Information given:
━━━━━━━━━━━━━━━━━━━━━━━━━━━━━━

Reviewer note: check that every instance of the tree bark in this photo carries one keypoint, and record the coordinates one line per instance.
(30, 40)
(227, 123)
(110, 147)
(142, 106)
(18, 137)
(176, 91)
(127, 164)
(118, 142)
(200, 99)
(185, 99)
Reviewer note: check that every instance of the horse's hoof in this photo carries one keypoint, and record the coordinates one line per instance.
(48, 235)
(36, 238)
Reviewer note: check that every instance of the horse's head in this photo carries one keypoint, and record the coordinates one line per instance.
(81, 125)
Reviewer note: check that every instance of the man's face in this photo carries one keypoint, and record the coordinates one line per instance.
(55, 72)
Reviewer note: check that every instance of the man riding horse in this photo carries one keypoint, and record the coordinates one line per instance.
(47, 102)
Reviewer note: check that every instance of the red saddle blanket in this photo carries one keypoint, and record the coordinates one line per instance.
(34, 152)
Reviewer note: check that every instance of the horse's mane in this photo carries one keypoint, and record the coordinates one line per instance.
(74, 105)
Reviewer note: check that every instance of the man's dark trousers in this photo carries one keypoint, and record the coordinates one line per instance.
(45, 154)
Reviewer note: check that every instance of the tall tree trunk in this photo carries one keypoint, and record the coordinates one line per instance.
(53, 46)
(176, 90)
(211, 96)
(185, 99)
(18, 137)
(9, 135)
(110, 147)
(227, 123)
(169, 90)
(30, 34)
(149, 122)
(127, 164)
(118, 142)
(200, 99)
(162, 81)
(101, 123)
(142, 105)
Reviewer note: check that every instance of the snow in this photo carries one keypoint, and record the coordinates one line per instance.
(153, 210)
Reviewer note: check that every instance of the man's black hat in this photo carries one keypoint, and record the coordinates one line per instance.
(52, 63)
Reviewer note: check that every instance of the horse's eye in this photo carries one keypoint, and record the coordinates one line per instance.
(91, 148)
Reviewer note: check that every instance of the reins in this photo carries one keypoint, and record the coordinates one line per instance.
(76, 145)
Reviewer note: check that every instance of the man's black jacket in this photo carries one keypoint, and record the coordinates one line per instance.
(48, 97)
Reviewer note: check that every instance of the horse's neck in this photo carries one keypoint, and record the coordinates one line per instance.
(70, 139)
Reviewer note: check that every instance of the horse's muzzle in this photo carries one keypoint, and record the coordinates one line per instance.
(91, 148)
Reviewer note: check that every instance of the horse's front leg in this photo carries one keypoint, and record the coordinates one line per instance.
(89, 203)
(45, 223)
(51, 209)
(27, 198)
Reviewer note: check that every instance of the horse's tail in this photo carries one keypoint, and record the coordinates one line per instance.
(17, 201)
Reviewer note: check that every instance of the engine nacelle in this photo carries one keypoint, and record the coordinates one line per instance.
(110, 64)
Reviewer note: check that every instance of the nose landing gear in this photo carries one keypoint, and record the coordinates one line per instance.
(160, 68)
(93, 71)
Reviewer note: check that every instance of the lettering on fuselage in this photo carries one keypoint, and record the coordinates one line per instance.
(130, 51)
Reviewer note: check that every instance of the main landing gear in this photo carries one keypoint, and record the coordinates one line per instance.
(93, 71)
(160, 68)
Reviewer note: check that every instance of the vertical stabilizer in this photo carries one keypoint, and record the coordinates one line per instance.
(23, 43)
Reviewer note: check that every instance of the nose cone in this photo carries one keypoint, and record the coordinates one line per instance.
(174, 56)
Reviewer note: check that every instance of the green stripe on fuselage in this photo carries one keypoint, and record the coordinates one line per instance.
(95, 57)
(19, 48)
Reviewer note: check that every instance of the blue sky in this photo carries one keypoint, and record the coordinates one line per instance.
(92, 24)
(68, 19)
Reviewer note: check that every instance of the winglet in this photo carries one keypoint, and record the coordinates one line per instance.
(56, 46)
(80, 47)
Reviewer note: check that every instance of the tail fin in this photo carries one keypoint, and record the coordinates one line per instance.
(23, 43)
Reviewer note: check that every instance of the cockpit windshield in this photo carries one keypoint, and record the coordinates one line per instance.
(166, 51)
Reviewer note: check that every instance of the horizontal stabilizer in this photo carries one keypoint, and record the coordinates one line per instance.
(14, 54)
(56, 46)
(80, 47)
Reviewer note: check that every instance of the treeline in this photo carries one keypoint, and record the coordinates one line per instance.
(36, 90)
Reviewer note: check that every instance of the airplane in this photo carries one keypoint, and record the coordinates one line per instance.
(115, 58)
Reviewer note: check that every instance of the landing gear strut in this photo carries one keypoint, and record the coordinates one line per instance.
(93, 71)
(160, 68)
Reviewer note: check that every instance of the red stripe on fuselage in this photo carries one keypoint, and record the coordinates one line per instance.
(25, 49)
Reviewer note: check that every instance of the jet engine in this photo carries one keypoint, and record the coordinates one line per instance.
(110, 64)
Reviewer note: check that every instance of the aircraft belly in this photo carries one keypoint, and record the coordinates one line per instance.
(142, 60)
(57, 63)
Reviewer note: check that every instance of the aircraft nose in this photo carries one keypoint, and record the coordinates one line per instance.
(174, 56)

━━━━━━━━━━━━━━━━━━━━━━━━━━━━━━

What is required: Write the material out again in its entirety, exactly as shown.

Exercise solution:
Reviewer note: check that every instance of the tree bark in this photo carries one keypoint, and record the coordinates one line per instance.
(30, 40)
(227, 123)
(110, 147)
(142, 106)
(18, 137)
(176, 91)
(127, 164)
(118, 142)
(200, 99)
(185, 99)
Reviewer note: check that every instance of the horse's hoof in this photo carries one keypoint, and record the coordinates one line per instance.
(48, 235)
(36, 238)
Reviewer note: check that every instance of the horse's head in this photo carries one keypoint, and record the coordinates one line per instance.
(81, 125)
Reviewer note: check that every instance of the man's face in this photo carries one keypoint, and record the coordinates one line per instance.
(55, 72)
Reviewer note: check that every instance of the man riding horse in this photo carries one keypoint, and record the coordinates one line per instance.
(47, 102)
Reviewer note: check that every instance of the red saddle blanket in this photo carries one keypoint, and record the coordinates one line per instance.
(34, 152)
Reviewer note: check that every instance of the horse's mane in this photo carries one keypoint, and record the coordinates one line per instance.
(74, 105)
Reviewer note: check that every instance of the man's dark trousers in this photo carries one keypoint, and record the coordinates one line per instance.
(45, 154)
Reviewer note: check that every instance of the tall tree trunk in this photo carries one keypoint, and record the coordinates one line per instance.
(53, 46)
(176, 90)
(211, 96)
(185, 99)
(18, 137)
(9, 135)
(110, 147)
(227, 123)
(169, 90)
(30, 34)
(149, 122)
(127, 164)
(118, 142)
(200, 99)
(162, 81)
(101, 123)
(142, 105)
Reviewer note: check that every instance of the snow in this photo carries one keypoint, and record the coordinates one line per instance.
(153, 210)
Reviewer note: check that every instance of the man's black hat in this photo carries one keypoint, and record the coordinates one line per instance.
(52, 63)
Reviewer note: check that every instance of the horse's eye in this photo carries one keypoint, and record the coordinates one line per instance.
(91, 148)
Reviewer note: check that every instance of the reins in this photo carries one keypoint, and record the coordinates one line per instance.
(76, 145)
Reviewer note: check that every instance of the man's black jacket in this photo carries one keypoint, and record the coordinates one line per instance.
(48, 97)
Reviewer note: check that every instance of the horse's neck in this photo carries one keypoint, and record the coordinates one line per instance.
(70, 139)
Reviewer note: check that every instance of the horse's muzzle in this photo carries one keypoint, and record the coordinates one line per instance.
(91, 148)
Reviewer note: check that every instance of the horse's front leg in this photo carries one keypoint, and record the coordinates one line per instance.
(89, 203)
(45, 223)
(51, 209)
(27, 198)
Reviewer note: check that every instance of the horse's tail in this photo carries one keypoint, and record the coordinates one line per instance.
(17, 201)
Reviewer note: check that every instance of the engine nacelle in this photo carries one keypoint, and record the coordinates one line per instance.
(110, 64)
Reviewer note: check that every instance of the nose landing gear in this photo carries one keypoint, and record the coordinates one line per instance.
(160, 68)
(93, 71)
Reviewer note: check that every instance of the lettering on fuselage in this photo carries one keypoint, and record the coordinates one line per instance.
(130, 51)
Reviewer note: check that every instance of the main landing gear in this photo carries one keypoint, and record the coordinates one line per instance.
(93, 71)
(160, 68)
Reviewer note: check that every instance of the vertical stabilizer in this photo carries one keypoint, and record the coordinates one line per instance.
(23, 43)
Reviewer note: check that every instance of the nose cone in this photo carries one keypoint, and record the coordinates one line per instance.
(174, 56)
Reviewer note: check that every instance of the green stripe on fuselage in this photo carries one keypoint, and record the coordinates one line per instance.
(95, 57)
(19, 48)
Reviewer note: check that every instance of the blue sky in this photo carries one keypoint, and record the coordinates one line per instance.
(92, 24)
(68, 19)
Reviewer note: check that every instance of the winglet in this photo carries one keypoint, and record the coordinates one line per instance.
(56, 46)
(80, 47)
Reviewer note: check that every instance of the tail fin in this photo carries one keypoint, and record the coordinates one line per instance.
(23, 43)
Reviewer note: check that every instance of the cockpit windshield in this photo carries one keypoint, and record the coordinates one line per instance.
(166, 51)
Reviewer note: check that every instance of the horizontal stabilizer in this photo carries one keypoint, and record the coordinates one line per instance.
(14, 54)
(56, 46)
(80, 47)
Reviewer note: check that every instance of the treeline in this photo carries one keypoint, and record the coordinates one line per instance.
(36, 90)
Reviewer note: check that every instance of the airplane in this photo carries one keypoint, and record the coordinates one line per instance.
(115, 58)
Reviewer note: check that every instance of the landing gear strut in this photo carries one keypoint, and record the coordinates one line per instance.
(93, 71)
(160, 68)
Reviewer note: check that every instance of the red stripe on fuselage in this photo carries one keypoint, and record the coordinates one line per instance.
(25, 49)
Reviewer note: check that every instance of the jet engine in this photo carries one keypoint, and record the coordinates one line per instance.
(110, 64)
Reviewer note: check that every instance of the aircraft belly in this photo carries one keypoint, and record the coordinates one line per instance.
(142, 60)
(57, 63)
Reviewer note: check that every instance of the aircraft nose in this photo carries one keypoint, and record the coordinates one line per instance.
(174, 56)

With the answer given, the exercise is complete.